Example - Predicting sales at different stores

  1. As a comparison point, I'll first fit a linear regression model, using the stores and store types as categorical variables in the model. Note that this is model is libnear in all parameters (no interactions, no polynomials, etc.), but as the dataset is very large, processing the data and fitting the model can still take a very long time. The models in the winning solutions for this competition took over a day to fit according to their authors.

  2. %%time
  3. from sklearn.linear_model import Ridge
  4. from sklearn.model_selection import train_test_split
  5. from scipy.sparse import coo_matrix, csr_matrix, hstack

  6. y=rossman['Sales']
  7. X=rossman[['Customers','Open','Promo','StateHoliday','SchoolHoliday','CompetitionDistance']]
  8. Xcateg=rossman[['Store', 'DayOfWeek', 'StoreType','Assortment','Year','Month']]
  9. Xcateg['Store']=Xcateg.Store.map(lambda x: str(x))

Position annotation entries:
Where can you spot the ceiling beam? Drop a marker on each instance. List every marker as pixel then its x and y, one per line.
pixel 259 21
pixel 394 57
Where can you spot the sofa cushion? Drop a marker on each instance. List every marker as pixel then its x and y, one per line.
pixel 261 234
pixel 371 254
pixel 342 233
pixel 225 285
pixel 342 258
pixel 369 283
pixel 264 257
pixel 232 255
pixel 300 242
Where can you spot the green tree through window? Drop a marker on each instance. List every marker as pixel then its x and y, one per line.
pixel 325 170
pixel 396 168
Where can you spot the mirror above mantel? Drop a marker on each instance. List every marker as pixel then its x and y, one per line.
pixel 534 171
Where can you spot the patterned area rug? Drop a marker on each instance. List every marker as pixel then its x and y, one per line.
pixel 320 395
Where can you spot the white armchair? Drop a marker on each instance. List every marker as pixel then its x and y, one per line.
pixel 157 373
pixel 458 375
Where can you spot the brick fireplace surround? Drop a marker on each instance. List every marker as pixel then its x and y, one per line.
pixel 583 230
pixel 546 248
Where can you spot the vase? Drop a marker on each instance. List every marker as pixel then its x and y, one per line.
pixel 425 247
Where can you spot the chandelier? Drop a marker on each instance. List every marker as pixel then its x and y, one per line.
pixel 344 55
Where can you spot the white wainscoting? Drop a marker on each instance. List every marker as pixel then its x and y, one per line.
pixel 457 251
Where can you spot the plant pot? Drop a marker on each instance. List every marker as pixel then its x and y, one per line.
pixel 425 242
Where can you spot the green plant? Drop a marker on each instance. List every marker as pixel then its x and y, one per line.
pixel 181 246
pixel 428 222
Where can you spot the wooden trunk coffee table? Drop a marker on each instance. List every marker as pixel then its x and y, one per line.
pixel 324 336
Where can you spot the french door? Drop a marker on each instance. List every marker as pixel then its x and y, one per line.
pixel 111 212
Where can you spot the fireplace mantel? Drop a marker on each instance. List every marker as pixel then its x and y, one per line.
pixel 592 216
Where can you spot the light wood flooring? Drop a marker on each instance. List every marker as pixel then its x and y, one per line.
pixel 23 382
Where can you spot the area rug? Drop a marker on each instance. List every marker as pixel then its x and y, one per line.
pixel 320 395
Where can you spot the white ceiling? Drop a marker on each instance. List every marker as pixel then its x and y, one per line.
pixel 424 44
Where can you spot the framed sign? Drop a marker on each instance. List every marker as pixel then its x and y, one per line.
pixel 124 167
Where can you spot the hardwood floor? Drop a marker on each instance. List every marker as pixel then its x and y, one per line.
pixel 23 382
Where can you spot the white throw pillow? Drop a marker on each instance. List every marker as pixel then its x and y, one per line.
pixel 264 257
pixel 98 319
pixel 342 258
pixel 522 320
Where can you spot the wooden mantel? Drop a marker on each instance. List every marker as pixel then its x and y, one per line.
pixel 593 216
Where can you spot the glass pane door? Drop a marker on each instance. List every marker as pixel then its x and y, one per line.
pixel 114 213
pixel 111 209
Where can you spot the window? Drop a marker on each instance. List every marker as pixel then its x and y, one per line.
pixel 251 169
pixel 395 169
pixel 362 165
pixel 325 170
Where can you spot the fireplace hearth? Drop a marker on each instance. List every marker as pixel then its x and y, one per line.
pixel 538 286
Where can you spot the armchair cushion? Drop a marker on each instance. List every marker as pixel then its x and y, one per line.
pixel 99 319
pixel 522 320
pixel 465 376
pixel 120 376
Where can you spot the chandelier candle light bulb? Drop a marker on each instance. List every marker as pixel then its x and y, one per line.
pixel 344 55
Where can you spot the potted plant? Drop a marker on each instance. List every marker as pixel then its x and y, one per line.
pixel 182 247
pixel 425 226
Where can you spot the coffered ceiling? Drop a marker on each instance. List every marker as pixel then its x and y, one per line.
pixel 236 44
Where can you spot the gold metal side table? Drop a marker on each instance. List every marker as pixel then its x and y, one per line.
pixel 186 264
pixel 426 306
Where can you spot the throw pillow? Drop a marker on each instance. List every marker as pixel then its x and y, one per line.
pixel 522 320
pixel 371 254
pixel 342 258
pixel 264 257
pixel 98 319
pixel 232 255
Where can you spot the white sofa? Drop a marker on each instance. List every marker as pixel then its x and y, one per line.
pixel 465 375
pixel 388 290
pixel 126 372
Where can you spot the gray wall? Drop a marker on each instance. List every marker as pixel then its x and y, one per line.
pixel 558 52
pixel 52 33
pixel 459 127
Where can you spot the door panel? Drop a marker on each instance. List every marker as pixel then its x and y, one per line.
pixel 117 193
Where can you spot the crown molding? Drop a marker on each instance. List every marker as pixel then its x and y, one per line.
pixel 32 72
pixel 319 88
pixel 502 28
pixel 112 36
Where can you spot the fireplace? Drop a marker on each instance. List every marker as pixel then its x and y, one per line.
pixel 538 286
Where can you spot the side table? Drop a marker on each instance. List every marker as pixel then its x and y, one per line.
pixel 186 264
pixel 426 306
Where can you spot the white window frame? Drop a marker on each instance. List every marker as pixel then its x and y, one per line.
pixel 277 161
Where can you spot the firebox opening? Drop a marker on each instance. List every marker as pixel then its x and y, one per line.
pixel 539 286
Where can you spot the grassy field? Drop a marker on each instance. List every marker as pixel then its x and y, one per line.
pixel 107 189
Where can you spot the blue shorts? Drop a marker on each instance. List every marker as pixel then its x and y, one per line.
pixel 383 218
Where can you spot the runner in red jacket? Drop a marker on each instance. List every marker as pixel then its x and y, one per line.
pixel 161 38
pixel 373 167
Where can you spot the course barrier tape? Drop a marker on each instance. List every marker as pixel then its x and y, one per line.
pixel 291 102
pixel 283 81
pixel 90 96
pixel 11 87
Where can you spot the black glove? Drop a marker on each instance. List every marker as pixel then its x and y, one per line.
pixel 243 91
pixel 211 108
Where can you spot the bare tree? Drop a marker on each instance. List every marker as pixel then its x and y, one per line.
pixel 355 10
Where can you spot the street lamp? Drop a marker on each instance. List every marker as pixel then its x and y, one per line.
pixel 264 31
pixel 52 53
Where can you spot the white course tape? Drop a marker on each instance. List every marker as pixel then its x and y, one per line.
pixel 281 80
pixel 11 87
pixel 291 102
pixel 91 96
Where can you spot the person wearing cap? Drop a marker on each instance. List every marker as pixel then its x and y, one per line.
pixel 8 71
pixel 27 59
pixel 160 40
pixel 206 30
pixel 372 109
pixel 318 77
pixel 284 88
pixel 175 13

• _Task instructions_
Pick up the store sales prediction example after its last line and continue it. The entries stand apart from the text as separate material.

• _The reply_
  10. Xcateg=coo_matrix(pd.get_dummies(Xcateg).as_matrix())
  11. X=hstack([pd.get_dummies(X).as_matrix(),Xcateg])
  12. X_train, X_test, y_train, y_test = train_test_split(
  13.      X, y, test_size=0.33, random_state=100)

  14. lr=Ridge()
  15. lr.fit(csr_matrix(X_train),y_train)
  16. preds_lr=lr.predict(X_test)
  17. print(np.sqrt(np.mean((y_test-preds_lr)**2)))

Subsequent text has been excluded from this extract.